(Dataset rows)
╔══
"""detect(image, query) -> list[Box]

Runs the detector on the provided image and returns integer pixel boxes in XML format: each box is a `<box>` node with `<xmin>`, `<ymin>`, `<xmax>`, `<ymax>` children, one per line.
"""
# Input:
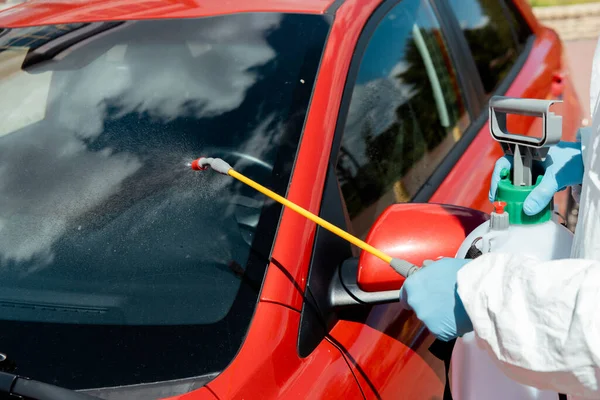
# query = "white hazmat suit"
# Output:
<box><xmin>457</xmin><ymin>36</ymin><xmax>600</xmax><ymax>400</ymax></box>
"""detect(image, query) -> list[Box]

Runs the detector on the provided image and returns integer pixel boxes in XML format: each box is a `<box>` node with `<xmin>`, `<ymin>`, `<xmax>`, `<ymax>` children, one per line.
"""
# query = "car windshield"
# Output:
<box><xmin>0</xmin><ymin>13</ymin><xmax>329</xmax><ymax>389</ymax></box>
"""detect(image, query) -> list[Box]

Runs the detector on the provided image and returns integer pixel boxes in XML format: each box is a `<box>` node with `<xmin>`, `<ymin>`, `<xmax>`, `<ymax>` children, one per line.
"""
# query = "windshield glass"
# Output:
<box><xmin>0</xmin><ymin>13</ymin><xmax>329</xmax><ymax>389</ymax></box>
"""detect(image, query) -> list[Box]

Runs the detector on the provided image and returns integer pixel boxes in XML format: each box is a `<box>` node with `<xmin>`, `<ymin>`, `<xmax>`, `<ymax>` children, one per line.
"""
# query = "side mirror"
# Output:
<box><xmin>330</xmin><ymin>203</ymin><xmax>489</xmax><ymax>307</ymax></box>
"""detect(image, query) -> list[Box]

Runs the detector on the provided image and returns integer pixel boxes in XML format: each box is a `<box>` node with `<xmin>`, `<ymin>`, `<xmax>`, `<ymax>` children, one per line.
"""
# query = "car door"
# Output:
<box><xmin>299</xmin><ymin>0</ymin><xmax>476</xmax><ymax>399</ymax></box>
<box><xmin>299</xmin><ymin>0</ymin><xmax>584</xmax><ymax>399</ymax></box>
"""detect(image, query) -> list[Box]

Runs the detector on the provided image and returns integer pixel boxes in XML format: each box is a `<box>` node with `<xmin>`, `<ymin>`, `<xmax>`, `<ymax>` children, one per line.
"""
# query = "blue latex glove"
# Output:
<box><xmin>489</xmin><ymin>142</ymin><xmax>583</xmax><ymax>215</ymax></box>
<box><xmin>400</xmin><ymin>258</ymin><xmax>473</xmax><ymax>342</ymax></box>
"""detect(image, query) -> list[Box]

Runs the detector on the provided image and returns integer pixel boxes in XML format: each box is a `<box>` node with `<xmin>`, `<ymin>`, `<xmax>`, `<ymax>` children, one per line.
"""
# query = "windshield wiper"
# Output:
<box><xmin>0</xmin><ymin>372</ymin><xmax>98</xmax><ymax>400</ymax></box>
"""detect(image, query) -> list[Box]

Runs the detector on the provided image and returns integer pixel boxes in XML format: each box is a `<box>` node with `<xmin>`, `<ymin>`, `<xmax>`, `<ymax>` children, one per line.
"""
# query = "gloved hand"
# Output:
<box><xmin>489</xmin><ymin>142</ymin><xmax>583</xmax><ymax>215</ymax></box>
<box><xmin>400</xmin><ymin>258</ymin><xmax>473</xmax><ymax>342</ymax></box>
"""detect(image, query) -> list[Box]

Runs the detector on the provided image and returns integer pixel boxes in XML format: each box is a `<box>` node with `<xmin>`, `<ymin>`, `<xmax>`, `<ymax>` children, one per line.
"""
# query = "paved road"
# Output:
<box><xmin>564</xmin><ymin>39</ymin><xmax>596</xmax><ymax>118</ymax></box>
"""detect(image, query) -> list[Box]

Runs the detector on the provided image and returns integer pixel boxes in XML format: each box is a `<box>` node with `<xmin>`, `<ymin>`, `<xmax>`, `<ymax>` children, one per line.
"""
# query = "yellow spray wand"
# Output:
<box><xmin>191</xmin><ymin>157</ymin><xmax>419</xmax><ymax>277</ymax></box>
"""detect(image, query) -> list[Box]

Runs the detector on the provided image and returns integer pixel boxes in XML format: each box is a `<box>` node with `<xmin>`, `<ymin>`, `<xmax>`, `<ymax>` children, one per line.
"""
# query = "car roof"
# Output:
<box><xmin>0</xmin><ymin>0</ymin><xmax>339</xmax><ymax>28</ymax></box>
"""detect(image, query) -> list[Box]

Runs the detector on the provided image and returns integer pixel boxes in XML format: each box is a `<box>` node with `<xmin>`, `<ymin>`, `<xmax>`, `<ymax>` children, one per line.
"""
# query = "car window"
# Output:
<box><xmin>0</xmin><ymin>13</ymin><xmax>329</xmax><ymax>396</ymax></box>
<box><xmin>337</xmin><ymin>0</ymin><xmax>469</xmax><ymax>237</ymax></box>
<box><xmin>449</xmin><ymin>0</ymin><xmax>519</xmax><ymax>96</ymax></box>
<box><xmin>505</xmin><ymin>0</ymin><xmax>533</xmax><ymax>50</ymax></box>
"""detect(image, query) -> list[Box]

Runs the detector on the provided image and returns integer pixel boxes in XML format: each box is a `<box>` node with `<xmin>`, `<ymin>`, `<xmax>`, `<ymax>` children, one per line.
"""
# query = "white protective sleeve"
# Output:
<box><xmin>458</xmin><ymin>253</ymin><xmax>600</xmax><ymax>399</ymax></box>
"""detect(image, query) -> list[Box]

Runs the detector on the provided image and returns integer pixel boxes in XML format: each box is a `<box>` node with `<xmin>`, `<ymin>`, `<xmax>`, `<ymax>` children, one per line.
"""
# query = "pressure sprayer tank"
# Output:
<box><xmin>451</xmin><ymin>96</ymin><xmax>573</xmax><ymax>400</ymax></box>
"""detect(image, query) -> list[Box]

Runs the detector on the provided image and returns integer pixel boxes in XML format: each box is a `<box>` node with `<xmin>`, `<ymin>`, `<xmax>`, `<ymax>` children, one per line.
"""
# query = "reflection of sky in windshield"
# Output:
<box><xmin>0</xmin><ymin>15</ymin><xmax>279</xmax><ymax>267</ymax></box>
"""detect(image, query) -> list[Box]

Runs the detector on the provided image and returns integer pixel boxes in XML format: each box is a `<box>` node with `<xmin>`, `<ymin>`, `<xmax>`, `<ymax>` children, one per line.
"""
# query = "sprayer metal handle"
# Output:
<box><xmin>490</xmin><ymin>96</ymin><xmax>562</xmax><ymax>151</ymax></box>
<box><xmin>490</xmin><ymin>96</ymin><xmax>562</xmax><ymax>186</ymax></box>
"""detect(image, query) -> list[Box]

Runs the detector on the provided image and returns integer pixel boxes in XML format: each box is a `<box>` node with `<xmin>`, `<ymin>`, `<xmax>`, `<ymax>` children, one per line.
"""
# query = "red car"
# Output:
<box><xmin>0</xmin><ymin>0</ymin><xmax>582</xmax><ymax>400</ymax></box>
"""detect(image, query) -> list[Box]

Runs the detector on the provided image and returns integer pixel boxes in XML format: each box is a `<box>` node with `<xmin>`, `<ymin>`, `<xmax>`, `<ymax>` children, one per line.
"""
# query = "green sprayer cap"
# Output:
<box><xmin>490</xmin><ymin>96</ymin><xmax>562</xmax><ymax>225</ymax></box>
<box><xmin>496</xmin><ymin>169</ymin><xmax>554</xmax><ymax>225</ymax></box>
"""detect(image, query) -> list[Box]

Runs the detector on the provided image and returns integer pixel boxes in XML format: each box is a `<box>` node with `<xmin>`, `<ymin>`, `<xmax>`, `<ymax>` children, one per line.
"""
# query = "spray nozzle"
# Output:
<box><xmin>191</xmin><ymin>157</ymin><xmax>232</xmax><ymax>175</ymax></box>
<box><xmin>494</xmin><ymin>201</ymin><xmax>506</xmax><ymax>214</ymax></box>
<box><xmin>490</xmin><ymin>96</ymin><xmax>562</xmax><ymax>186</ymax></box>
╚══
╔══
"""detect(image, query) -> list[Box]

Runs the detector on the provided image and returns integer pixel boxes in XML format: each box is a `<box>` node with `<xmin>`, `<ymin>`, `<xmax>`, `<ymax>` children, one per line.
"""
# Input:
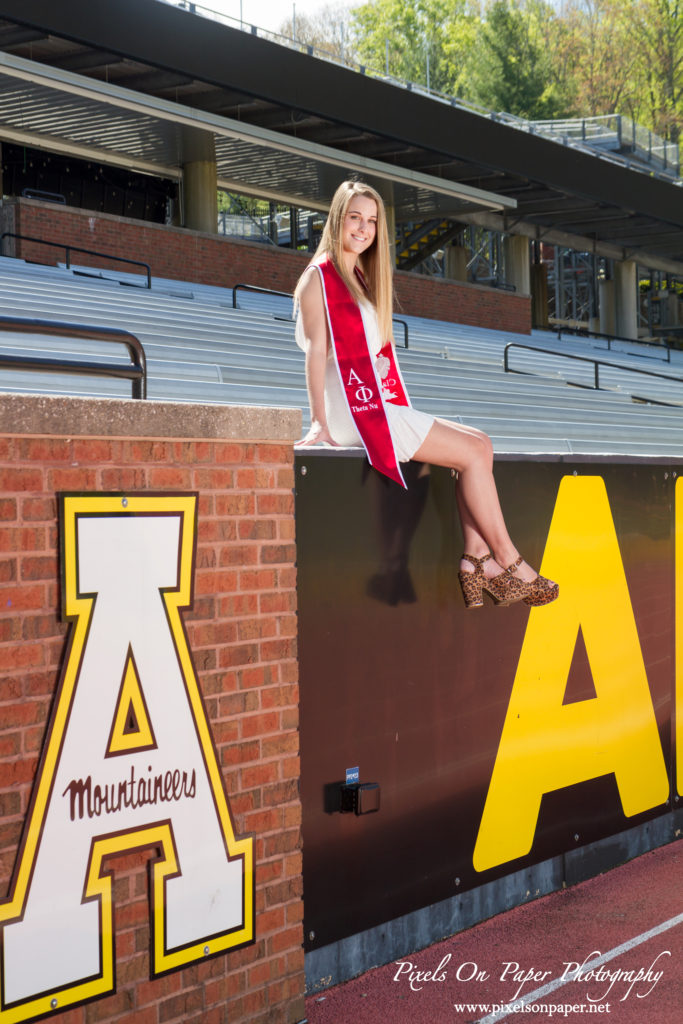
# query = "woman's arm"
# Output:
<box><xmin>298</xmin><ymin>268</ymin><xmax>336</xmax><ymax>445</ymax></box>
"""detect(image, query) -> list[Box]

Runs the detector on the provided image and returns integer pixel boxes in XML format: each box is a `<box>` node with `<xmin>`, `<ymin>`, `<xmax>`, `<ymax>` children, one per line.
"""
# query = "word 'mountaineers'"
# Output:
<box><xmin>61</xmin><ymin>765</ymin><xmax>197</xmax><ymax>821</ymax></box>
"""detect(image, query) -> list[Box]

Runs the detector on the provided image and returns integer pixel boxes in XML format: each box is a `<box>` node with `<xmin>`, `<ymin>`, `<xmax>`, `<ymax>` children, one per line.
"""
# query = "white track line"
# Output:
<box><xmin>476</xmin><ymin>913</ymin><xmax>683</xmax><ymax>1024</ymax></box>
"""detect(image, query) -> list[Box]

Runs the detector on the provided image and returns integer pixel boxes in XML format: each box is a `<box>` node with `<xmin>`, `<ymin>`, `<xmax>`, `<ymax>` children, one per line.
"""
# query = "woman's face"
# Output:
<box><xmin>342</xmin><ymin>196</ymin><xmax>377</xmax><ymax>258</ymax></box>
╚══
╔══
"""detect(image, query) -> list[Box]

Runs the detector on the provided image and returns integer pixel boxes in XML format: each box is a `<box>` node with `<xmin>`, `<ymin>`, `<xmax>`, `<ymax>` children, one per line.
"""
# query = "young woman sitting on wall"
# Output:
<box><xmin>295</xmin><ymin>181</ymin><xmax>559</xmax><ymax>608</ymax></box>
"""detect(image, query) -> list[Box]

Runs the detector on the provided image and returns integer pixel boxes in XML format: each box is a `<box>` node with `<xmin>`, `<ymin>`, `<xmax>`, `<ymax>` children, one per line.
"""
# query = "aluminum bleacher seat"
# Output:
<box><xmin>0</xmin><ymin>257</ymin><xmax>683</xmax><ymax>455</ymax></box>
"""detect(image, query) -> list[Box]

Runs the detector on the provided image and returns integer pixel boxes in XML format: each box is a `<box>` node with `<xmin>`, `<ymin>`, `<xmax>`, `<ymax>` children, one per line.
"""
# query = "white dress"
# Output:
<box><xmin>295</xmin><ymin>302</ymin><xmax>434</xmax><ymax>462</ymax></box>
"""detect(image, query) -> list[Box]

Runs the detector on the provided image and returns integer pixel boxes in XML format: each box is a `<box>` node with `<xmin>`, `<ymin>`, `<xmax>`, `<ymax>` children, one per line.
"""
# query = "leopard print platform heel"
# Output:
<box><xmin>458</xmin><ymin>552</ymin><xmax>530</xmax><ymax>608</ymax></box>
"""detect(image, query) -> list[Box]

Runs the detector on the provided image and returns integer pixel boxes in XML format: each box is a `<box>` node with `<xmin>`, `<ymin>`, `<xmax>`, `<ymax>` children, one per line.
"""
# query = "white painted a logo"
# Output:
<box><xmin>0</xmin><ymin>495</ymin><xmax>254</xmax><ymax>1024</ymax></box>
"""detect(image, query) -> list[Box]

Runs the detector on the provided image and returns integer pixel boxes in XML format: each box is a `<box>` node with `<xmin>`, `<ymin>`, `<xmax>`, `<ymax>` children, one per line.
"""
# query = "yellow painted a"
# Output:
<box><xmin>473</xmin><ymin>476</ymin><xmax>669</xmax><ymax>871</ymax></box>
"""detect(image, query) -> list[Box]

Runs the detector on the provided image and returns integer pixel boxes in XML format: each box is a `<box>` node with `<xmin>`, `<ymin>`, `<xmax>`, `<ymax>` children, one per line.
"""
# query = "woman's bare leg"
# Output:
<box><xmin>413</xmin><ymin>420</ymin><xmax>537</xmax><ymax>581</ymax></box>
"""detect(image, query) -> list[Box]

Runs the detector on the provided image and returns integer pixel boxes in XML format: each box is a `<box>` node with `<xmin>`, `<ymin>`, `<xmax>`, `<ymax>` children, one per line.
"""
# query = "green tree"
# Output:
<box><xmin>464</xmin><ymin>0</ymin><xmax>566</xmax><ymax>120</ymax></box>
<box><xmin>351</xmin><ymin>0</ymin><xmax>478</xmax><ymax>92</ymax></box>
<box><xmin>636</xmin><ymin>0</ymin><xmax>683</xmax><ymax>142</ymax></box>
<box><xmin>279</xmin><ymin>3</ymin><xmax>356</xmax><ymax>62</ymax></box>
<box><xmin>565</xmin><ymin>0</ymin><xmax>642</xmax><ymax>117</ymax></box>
╚══
Which lines in the dataset rows above contain the word "painted"? Pick out each one and copy it.

Response to this exercise:
# query = "white painted a logo"
# query = "yellow painted a"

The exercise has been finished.